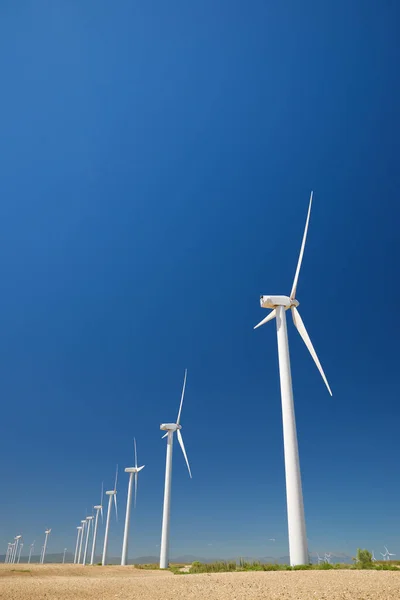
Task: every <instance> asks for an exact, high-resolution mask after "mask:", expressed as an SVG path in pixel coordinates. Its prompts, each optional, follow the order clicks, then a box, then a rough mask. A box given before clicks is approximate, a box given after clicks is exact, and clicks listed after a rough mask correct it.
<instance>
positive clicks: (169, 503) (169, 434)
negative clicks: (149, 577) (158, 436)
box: [160, 369, 192, 569]
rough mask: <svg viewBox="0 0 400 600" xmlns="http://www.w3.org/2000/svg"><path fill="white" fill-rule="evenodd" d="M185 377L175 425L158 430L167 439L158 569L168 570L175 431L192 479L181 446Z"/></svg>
mask: <svg viewBox="0 0 400 600" xmlns="http://www.w3.org/2000/svg"><path fill="white" fill-rule="evenodd" d="M186 377H187V369H185V377H184V380H183V388H182V396H181V403H180V405H179V412H178V418H177V420H176V423H163V424H162V425H160V429H161V430H162V431H166V432H167V433H166V434H165V435H163V438H165V437H167V459H166V465H165V488H164V508H163V522H162V531H161V551H160V569H168V563H169V556H168V553H169V519H170V506H171V474H172V445H173V441H174V432H175V431H176V435H177V437H178V442H179V445H180V447H181V449H182V452H183V456H184V457H185V461H186V464H187V468H188V470H189V475H190V477H192V473H191V471H190V466H189V461H188V458H187V455H186V450H185V446H184V444H183V439H182V434H181V429H182V426H181V425H180V419H181V412H182V404H183V398H184V395H185V387H186Z"/></svg>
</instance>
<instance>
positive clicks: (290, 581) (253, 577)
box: [0, 565, 400, 600]
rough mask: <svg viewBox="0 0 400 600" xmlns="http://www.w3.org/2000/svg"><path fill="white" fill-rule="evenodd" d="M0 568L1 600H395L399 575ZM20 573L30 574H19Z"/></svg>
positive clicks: (15, 565)
mask: <svg viewBox="0 0 400 600" xmlns="http://www.w3.org/2000/svg"><path fill="white" fill-rule="evenodd" d="M15 568H18V569H20V570H15V571H12V570H11V569H10V567H9V566H8V565H0V599H1V600H111V599H114V598H120V599H121V600H217V599H218V600H261V599H262V600H399V599H400V572H399V573H396V572H391V571H378V572H377V571H288V572H284V571H283V572H282V571H272V572H261V573H260V572H253V573H251V572H250V573H249V572H248V573H215V574H212V575H211V574H201V575H200V574H199V575H173V574H172V573H169V572H164V571H145V570H141V569H135V568H134V567H113V566H110V567H82V566H79V567H75V566H71V565H65V566H64V565H44V566H40V565H15ZM22 569H29V570H27V571H23V570H22Z"/></svg>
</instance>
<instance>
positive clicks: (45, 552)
mask: <svg viewBox="0 0 400 600" xmlns="http://www.w3.org/2000/svg"><path fill="white" fill-rule="evenodd" d="M44 533H45V534H46V537H45V538H44V546H43V553H42V560H41V562H42V564H43V563H44V558H45V556H46V548H47V540H48V537H49V534H50V533H51V529H46V531H45V532H44Z"/></svg>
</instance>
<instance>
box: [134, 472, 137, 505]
mask: <svg viewBox="0 0 400 600" xmlns="http://www.w3.org/2000/svg"><path fill="white" fill-rule="evenodd" d="M137 483H138V472H137V471H136V473H135V498H134V502H133V507H134V508H136V497H137Z"/></svg>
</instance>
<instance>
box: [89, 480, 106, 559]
mask: <svg viewBox="0 0 400 600" xmlns="http://www.w3.org/2000/svg"><path fill="white" fill-rule="evenodd" d="M93 508H94V509H95V511H96V517H95V521H94V531H93V542H92V555H91V557H90V564H91V565H92V564H93V563H94V553H95V551H96V539H97V527H98V524H99V513H101V522H103V484H101V496H100V504H96V506H94V507H93Z"/></svg>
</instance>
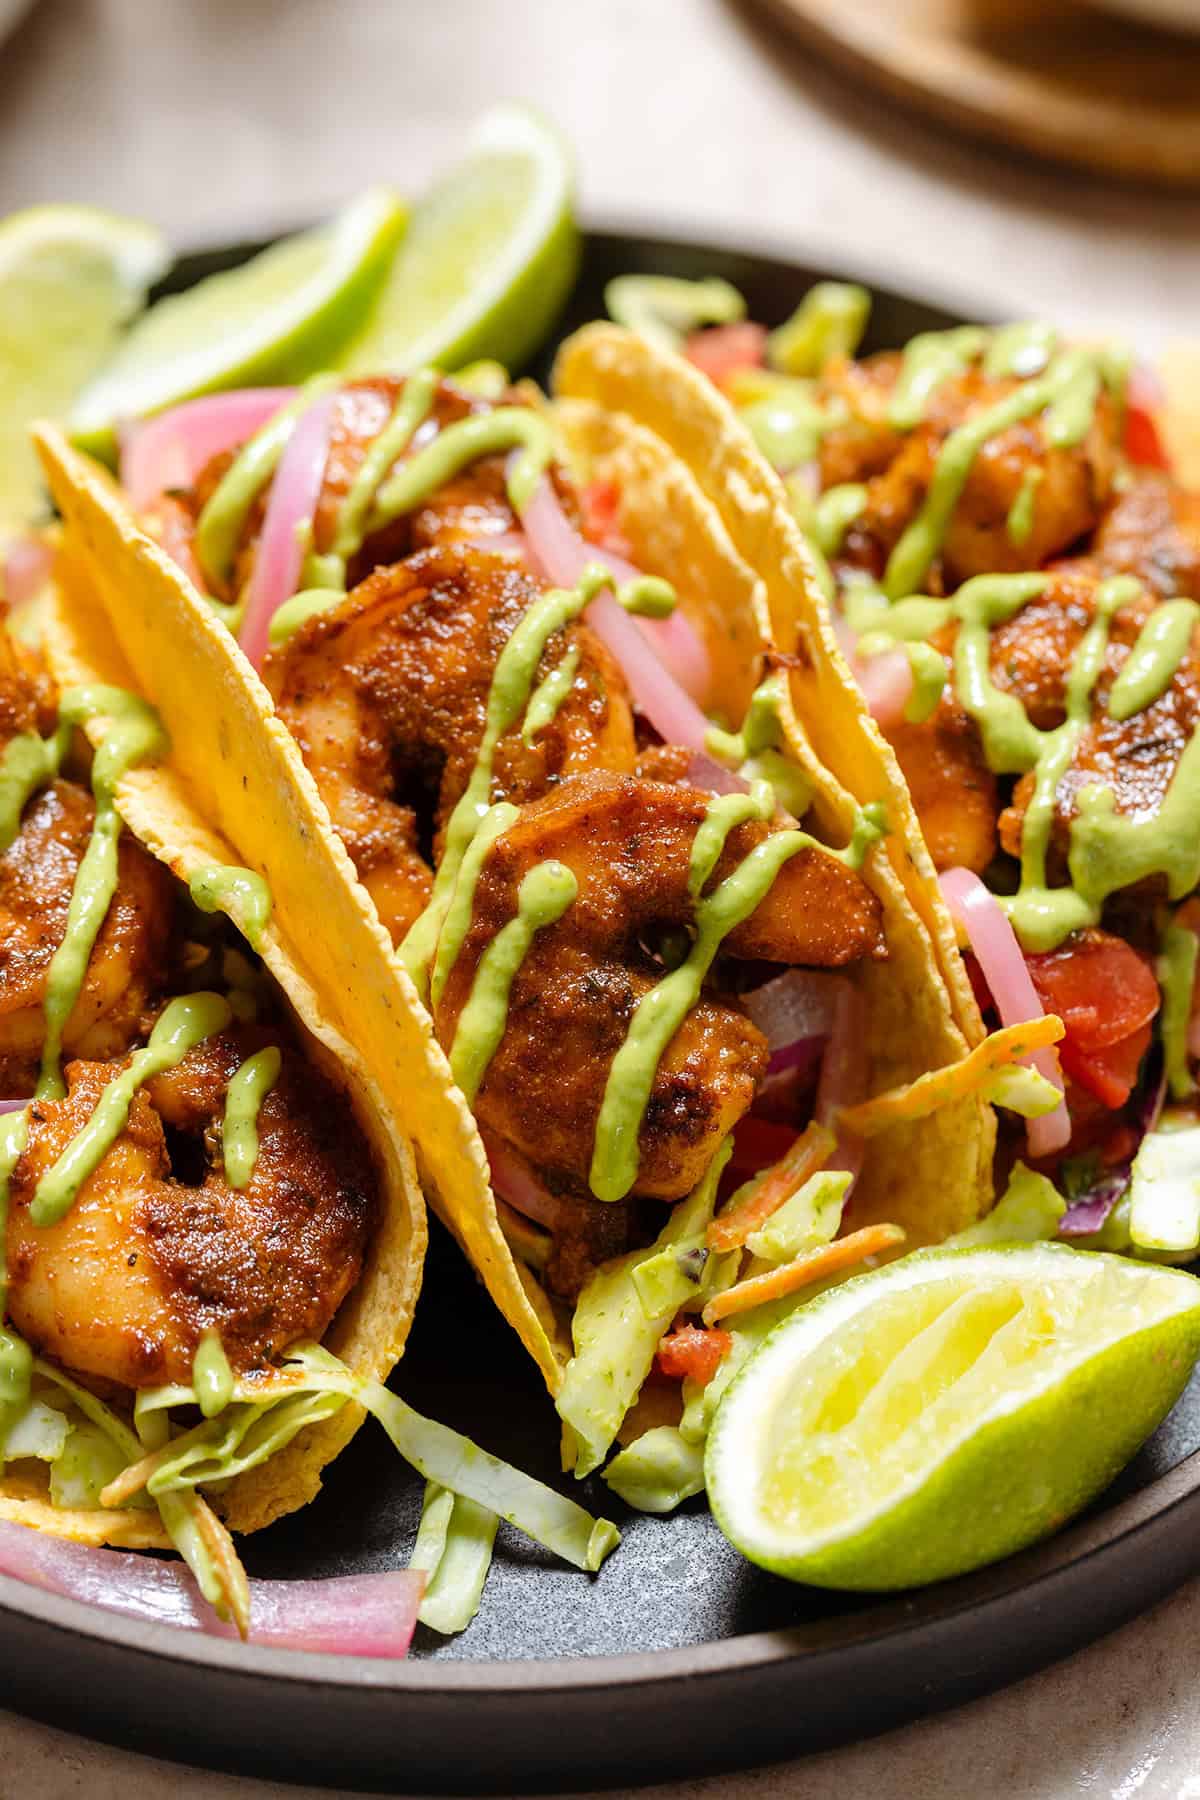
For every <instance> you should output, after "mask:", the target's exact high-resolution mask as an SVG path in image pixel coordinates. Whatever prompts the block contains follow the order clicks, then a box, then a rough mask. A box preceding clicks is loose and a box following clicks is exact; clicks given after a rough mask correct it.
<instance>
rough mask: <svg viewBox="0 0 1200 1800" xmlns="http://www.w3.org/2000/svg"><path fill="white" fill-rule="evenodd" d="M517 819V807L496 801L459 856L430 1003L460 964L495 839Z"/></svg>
mask: <svg viewBox="0 0 1200 1800" xmlns="http://www.w3.org/2000/svg"><path fill="white" fill-rule="evenodd" d="M518 819H520V806H515V805H513V803H511V801H507V799H502V801H497V805H495V806H489V808H488V812H486V814H484V817H482V819H480V821H479V830H477V832H475V837H473V839H471V842H470V844H468V846H466V850H464V853H462V862H461V864H459V878H457V880H455V884H453V893H452V896H450V905H448V907H446V918H444V923H443V929H441V934H439V938H437V956H435V959H434V976H432V979H430V999H432V1001H434V1004H437V1003H439V1001H441V997H443V994H444V992H446V983H448V981H450V976H452V970H453V965H455V963H457V961H459V952H461V949H462V943H464V941H466V934H468V931H470V929H471V913H473V907H475V884H477V882H479V871H480V869H482V866H484V862H486V859H488V851H489V850H491V846H493V844H495V841H497V837H502V835H504V832H507V830H509V826H513V824H516V821H518Z"/></svg>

- - - -

* [Problem details] Look over the entries above and tally the lines containing the string "then"; the answer is that total only.

* [Worked solution] 2